## DIRECTIONS FOR THIS TASK
Collect every line in the rows below that contains "full" as a whole word, treating uppercase and lowercase as different.

--- BEGIN EXTRACTED ENTRIES ---

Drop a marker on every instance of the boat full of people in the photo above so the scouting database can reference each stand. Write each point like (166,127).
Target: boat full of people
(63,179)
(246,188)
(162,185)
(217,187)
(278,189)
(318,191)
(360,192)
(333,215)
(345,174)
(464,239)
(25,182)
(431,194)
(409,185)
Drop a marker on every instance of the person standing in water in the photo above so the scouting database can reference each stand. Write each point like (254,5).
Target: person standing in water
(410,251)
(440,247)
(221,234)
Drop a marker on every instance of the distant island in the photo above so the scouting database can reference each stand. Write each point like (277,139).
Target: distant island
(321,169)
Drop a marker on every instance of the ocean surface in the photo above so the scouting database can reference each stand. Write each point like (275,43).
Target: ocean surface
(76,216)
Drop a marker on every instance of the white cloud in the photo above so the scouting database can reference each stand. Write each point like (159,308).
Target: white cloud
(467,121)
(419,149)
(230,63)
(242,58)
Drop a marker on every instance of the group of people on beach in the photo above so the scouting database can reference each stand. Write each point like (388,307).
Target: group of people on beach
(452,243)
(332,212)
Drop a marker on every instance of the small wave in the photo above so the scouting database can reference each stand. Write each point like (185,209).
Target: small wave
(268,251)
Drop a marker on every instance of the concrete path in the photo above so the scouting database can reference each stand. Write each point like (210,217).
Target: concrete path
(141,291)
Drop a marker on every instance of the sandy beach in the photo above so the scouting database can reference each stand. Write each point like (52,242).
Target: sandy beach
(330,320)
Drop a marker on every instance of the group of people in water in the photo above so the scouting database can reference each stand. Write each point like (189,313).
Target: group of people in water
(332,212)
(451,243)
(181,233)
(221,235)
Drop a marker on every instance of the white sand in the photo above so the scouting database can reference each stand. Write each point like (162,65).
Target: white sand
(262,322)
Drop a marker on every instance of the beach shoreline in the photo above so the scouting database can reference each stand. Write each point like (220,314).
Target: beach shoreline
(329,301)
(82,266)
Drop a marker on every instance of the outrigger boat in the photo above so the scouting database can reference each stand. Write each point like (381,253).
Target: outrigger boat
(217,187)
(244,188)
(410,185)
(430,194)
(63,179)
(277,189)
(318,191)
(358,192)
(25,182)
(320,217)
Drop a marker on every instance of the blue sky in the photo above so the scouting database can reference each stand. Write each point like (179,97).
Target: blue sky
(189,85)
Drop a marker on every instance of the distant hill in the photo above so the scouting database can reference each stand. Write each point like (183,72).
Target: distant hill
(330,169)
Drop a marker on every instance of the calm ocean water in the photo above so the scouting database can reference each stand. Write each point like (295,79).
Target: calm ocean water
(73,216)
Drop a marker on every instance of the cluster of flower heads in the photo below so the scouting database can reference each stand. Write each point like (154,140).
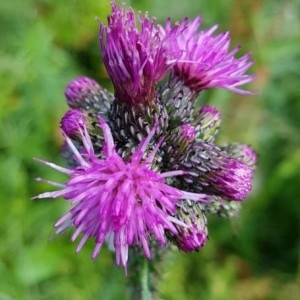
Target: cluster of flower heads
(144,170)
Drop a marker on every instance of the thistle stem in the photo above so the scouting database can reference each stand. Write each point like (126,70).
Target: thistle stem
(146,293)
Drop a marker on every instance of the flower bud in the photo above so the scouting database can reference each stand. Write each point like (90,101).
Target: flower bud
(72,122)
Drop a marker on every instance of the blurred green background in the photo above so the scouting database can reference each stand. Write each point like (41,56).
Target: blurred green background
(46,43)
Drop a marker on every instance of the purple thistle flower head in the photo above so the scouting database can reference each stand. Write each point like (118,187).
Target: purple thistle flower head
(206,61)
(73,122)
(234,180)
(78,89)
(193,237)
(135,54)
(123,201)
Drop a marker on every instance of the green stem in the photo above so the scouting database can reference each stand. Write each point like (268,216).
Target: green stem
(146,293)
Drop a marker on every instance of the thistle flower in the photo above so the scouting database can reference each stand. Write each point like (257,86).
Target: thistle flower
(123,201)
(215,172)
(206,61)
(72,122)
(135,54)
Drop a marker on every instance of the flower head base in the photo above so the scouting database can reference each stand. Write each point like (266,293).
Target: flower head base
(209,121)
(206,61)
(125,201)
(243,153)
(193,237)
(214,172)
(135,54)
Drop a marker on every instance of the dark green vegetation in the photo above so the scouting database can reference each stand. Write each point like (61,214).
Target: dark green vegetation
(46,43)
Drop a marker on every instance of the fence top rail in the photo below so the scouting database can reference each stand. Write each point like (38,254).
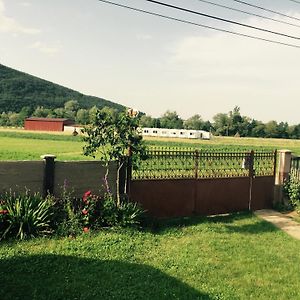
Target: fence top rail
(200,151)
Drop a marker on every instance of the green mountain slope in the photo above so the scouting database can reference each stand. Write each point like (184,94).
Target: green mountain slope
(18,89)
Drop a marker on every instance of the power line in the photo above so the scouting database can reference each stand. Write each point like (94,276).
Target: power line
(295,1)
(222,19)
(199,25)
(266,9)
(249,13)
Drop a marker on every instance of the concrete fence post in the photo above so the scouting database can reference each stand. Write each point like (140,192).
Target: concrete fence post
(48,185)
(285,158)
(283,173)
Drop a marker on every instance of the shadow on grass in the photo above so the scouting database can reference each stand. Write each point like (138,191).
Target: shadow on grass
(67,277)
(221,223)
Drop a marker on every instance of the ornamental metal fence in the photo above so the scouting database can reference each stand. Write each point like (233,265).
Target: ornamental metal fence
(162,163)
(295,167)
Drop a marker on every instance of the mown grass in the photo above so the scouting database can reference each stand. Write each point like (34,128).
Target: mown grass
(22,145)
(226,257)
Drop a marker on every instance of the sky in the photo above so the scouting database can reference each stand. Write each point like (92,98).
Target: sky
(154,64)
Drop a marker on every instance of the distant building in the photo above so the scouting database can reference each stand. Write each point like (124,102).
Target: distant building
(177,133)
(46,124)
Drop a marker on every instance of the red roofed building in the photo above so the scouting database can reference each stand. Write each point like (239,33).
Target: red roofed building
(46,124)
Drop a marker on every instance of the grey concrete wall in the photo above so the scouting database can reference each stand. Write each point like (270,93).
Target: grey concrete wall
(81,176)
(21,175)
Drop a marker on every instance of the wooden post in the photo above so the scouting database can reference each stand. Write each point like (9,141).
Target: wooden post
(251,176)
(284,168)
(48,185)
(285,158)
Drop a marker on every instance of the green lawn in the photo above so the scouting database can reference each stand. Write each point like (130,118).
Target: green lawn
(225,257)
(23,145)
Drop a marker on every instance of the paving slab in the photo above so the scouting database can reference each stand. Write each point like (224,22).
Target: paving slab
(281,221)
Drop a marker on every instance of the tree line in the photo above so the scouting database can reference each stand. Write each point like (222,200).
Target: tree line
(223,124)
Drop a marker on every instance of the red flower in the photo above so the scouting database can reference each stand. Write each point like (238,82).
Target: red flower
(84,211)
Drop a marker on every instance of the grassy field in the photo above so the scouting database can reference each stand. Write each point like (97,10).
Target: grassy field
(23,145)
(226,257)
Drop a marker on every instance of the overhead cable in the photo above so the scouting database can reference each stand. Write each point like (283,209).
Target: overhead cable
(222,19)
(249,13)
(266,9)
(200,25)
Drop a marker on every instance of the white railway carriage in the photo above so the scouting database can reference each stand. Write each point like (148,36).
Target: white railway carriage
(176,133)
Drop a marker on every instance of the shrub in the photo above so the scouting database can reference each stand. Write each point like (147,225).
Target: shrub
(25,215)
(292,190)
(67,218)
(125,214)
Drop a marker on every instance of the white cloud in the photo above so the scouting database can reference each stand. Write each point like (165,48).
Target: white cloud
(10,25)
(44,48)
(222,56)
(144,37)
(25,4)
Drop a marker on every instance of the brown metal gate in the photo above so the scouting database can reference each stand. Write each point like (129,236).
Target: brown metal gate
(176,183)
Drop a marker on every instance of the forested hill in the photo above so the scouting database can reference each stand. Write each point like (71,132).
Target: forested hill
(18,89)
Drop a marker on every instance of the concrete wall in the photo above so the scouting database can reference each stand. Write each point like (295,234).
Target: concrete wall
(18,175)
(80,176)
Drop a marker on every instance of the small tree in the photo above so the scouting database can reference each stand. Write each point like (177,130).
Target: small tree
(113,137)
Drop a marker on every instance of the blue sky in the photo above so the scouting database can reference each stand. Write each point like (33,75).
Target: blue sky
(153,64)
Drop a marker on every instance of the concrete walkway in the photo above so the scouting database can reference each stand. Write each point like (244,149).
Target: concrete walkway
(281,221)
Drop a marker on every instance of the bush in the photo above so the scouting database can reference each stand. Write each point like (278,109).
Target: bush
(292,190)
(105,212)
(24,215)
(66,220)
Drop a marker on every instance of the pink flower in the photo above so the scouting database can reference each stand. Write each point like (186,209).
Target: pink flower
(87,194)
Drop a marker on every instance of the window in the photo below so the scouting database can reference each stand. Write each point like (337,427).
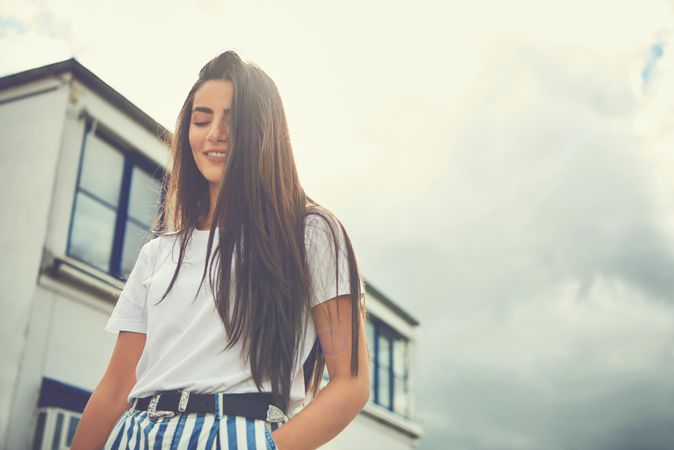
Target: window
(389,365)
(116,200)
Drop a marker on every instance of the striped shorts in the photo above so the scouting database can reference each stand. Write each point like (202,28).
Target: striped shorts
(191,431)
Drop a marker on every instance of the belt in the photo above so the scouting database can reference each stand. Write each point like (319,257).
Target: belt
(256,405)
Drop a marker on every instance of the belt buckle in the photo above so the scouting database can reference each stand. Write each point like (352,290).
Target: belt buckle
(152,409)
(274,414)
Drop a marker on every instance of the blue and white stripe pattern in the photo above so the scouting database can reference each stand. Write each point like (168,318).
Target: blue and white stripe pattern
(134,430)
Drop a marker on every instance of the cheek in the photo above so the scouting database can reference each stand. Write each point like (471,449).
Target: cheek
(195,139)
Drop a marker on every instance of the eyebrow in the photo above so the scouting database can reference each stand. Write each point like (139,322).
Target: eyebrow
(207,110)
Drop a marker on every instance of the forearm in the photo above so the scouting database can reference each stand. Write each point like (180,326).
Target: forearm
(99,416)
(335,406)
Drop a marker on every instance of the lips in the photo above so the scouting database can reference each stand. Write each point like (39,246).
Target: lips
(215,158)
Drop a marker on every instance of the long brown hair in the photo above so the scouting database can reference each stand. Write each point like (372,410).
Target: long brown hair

--- END EXTRACTED ENTRIES ---
--- BEGIN EXTRACTED ENTRIES ---

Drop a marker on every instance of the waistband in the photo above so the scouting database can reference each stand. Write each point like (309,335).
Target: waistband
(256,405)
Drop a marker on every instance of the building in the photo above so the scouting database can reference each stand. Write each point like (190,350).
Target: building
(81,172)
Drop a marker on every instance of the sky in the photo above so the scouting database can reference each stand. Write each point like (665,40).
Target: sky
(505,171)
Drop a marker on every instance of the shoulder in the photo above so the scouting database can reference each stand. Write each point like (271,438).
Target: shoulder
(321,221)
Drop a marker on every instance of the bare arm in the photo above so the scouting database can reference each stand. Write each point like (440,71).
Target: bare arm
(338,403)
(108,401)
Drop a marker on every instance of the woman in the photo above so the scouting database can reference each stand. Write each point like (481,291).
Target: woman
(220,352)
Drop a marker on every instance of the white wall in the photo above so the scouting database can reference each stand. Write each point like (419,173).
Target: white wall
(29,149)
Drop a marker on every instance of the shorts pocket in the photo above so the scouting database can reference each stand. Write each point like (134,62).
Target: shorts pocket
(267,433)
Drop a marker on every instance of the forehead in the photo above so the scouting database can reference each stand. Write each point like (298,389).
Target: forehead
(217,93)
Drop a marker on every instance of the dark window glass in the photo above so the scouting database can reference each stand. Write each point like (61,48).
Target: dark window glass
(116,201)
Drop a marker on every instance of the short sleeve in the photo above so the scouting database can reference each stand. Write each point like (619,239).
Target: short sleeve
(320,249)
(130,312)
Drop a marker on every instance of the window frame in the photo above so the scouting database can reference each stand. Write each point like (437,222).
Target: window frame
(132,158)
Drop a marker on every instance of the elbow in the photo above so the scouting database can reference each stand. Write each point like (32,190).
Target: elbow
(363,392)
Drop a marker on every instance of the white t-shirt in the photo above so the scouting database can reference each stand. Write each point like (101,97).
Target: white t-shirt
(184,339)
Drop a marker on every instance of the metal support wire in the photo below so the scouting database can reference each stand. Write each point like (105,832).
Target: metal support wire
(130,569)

--- END EXTRACTED ENTRIES ---

## TASK ANSWER
Drop a marker on every instance of the boat full of people in the photo above so the scouting database can reference each stand. Write each point like (166,127).
Target: boat full of people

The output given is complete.